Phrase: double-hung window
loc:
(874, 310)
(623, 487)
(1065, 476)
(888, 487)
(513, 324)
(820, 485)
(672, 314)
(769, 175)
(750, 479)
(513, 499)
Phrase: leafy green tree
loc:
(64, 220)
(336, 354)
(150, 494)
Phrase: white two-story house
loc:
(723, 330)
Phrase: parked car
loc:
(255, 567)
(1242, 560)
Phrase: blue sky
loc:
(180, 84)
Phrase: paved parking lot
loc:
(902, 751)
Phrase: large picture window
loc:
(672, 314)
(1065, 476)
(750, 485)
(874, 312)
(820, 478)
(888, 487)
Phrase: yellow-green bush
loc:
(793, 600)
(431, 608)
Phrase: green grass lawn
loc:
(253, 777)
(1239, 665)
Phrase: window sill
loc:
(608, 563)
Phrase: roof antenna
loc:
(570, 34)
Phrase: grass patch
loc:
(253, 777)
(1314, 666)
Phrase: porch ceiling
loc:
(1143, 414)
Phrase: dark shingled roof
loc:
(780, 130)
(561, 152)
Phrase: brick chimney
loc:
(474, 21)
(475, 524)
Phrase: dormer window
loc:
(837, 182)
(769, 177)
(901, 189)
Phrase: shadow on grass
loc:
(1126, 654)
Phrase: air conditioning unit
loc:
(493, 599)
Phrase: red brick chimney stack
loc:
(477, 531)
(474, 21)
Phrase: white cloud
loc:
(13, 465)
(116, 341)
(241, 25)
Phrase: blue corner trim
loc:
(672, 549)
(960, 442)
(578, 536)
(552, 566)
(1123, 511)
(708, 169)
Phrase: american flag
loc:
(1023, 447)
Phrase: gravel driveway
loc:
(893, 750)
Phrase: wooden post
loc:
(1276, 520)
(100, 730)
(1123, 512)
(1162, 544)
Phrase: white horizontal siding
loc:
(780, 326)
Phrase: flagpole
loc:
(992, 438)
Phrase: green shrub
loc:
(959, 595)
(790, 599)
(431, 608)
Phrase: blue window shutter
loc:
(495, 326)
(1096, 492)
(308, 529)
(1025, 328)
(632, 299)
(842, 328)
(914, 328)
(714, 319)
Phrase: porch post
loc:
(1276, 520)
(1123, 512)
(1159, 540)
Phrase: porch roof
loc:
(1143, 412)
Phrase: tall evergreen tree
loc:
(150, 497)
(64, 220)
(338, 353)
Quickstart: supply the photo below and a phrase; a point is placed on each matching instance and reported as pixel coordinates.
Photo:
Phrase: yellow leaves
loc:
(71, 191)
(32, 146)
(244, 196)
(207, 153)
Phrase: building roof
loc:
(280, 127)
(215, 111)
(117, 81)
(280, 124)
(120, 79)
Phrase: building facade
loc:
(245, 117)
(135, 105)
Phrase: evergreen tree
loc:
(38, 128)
______
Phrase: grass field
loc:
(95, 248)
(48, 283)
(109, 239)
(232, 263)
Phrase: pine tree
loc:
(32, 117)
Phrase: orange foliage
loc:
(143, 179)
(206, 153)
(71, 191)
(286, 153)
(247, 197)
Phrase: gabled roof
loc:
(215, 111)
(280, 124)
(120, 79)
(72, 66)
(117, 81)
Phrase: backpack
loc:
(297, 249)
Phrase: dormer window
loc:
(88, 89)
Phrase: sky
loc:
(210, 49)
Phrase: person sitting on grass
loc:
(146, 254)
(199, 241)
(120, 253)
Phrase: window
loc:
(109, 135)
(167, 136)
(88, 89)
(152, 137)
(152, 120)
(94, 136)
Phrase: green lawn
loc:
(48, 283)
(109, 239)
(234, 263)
______
Stated problem = Identify every line of the records that contains the word "lawn", treating uppercase and lowercase as different, and copy each of those lines.

Complete output =
Phrase: green grass lawn
Phrase: green lawn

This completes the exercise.